======== GIVEN ENTRIES ========

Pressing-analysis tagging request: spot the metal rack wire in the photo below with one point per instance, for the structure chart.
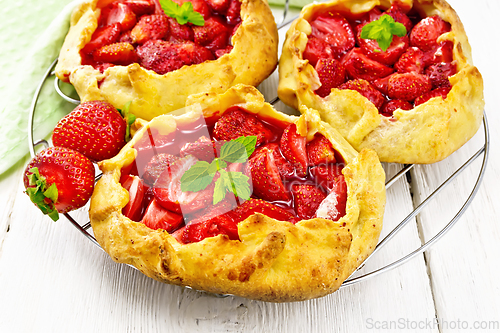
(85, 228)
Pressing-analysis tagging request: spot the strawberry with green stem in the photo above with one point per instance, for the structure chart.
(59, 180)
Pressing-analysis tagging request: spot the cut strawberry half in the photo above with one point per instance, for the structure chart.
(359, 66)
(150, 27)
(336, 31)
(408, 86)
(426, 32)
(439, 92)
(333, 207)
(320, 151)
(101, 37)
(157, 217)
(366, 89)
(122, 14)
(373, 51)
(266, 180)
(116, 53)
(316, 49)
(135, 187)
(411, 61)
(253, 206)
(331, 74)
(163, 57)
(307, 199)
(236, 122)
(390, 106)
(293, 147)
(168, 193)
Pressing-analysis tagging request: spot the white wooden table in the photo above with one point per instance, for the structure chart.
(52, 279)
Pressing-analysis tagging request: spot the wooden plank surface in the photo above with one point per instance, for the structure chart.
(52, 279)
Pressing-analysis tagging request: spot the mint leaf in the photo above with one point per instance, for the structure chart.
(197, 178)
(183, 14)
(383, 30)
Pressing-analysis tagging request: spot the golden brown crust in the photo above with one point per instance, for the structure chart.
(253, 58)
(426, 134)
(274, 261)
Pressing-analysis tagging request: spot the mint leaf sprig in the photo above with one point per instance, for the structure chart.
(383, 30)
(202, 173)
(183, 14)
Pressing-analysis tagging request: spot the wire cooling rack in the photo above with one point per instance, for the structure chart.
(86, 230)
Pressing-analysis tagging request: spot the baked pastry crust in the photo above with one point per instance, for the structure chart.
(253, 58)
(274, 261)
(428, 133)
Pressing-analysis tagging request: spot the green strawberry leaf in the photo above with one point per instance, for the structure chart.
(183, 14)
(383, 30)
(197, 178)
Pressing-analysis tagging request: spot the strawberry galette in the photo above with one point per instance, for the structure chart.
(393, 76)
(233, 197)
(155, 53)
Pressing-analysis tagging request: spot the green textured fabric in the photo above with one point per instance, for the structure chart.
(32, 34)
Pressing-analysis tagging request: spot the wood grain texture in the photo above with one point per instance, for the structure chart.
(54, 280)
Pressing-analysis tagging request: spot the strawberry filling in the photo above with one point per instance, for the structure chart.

========

Reproduce the data from the line containing "Pressing-analysis tagging request: spot the baked" through the final line, substituting "fruit galette" for "strawberry galette". Leave everything else unchanged.

> **EXERCISE RESPONSE**
Pressing-analysis tagging request: spot the baked pastry crust in the photo above with one point per instance, for the structure chart.
(253, 58)
(274, 261)
(428, 133)
Pressing-analysis tagging request: spot the green strawberry leaf in the photo above with one point per instance, for the structure chart.
(183, 14)
(383, 30)
(197, 178)
Pressing-analysis tagging request: spot the fruit galette in the photo above with one point per instance, for the structure chart.
(393, 76)
(233, 197)
(155, 53)
Pressing-analysis tagging request: spot the green textured fabric in the photo above with one point per instance, for the structure chart.
(32, 34)
Pressing-analysis tagging request: spot the wood grain texture in the photo above with one point per instance, for the structure chart.
(54, 280)
Pressing-analysis tagging request: spot the strawberry filling in the photo above with one point per instance, for the structure chart.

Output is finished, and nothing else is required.